| Selected excerpt |
Friday, January 11, 2013

Some thoughts on Les Miz


There are rules that govern stage performances which do not apply to film.  One of them is what I call the three minute rule.  If a scene or a song goes on for three minutes or more during a play or a musical, an attentive audience will get caught up in the moment and its short-term memory will re-set, so that time takes second place to cause-and-effect.  Instead of asking chronological questions (where does this next scene happen in time?) the audience asks consequential questions (how does this next scene follow from what I’ve just seen?).  This is why, when you lay out the plot of Othello in a spreadsheet, it makes no sense, but when you see it in the theatre, it hums like clockwork.

I bring this up because, as I mentioned, film works differently.  In film, time takes first place; so when you’re watching a filmed stage musical with mostly songs and multiple locations that takes place over, say, 17 years of real time, simply presenting the scenes and songs one right after the other without layering in some temporal breathing space (wide shots; montage) makes everything look like, well, that Othello spreadsheet.  This is why the movie version of Les Miz takes place in a city of almost 2 million inhabitants where the same five people keep bumping into each other once every ten minutes.  

It’s also why this film is not what usually passes in movies for real life.  Hell, it’s not even what usually passes for larger than life.  It's a movie where everything is an emotional moment that starts out at 8 and goes back and forth between there and 10 for the next two hours.  Which makes “larger than life” look like a skyscraper in Lilliput.  And if you can't take all those 10’s without some 1’s along the way, then you're going to sit there with your arms crossed, wondering why everybody FEELS so much.

| What to work on |
Reproduce the part of the Les Miz post that starts at the words "I bring this" and ends after "every ten minutes.".

| Data extract |
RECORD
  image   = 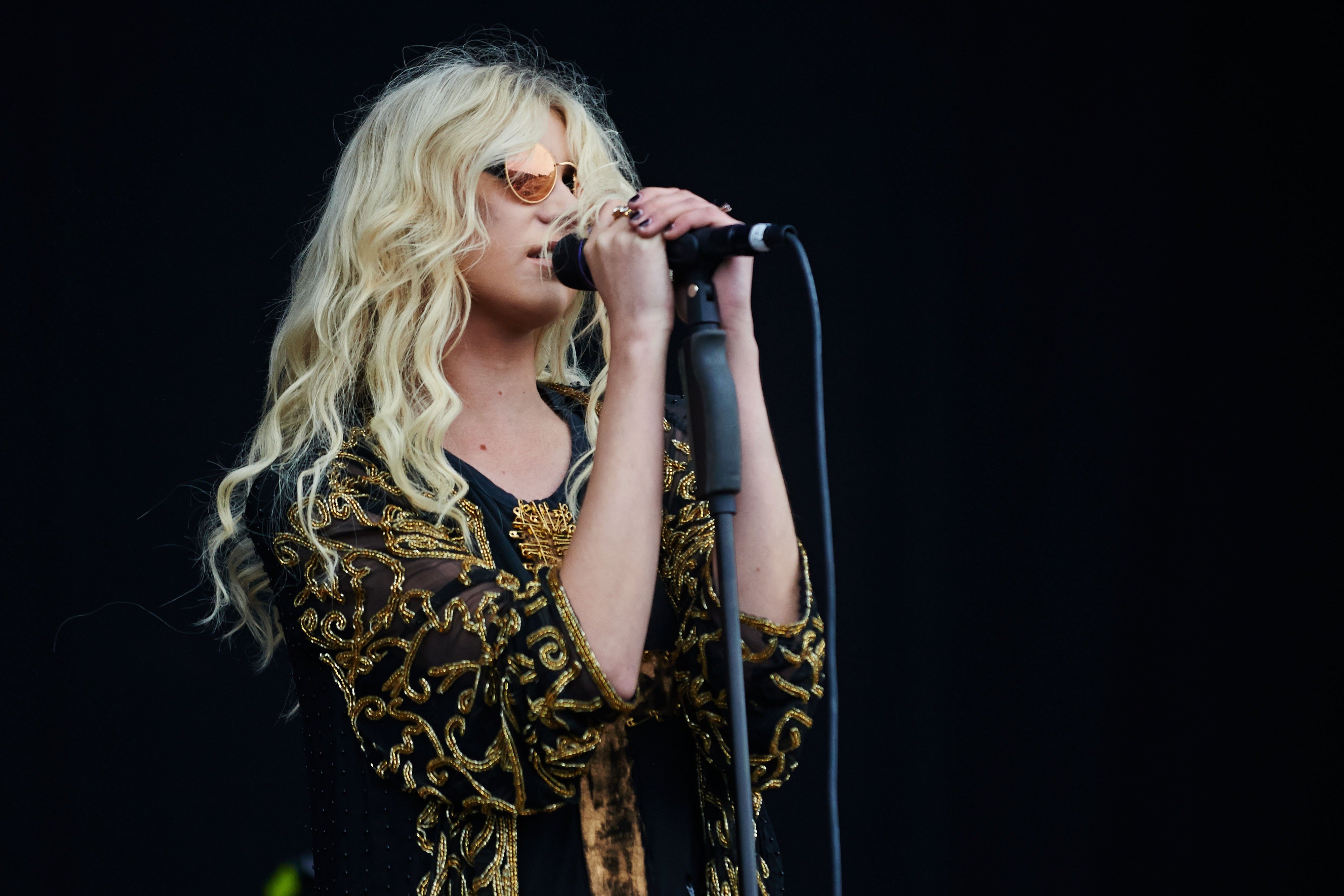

| Output for this task |
I bring this up because, as I mentioned, film works differently.  In film, time takes first place; so when you’re watching a filmed stage musical with mostly songs and multiple locations that takes place over, say, 17 years of real time, simply presenting the scenes and songs one right after the other without layering in some temporal breathing space (wide shots; montage) makes everything look like, well, that Othello spreadsheet.  This is why the movie version of Les Miz takes place in a city of almost 2 million inhabitants where the same five people keep bumping into each other once every ten minutes.